> [ITEMS]:
========
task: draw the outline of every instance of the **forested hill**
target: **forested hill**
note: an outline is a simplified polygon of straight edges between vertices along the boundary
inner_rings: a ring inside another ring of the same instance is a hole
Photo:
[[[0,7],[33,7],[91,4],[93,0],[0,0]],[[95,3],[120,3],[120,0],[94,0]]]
========
> [THE TASK]: Rewrite the items above, replacing every "forested hill" with "wooded hill" and leaving everything else unchanged.

> [THE OUTPUT]:
task: draw the outline of every instance of the **wooded hill**
target: **wooded hill**
note: an outline is a simplified polygon of straight edges between vertices along the boundary
inner_rings: a ring inside another ring of the same instance is a hole
Photo:
[[[0,7],[33,7],[91,4],[93,0],[0,0]],[[95,3],[120,3],[120,0],[94,0]]]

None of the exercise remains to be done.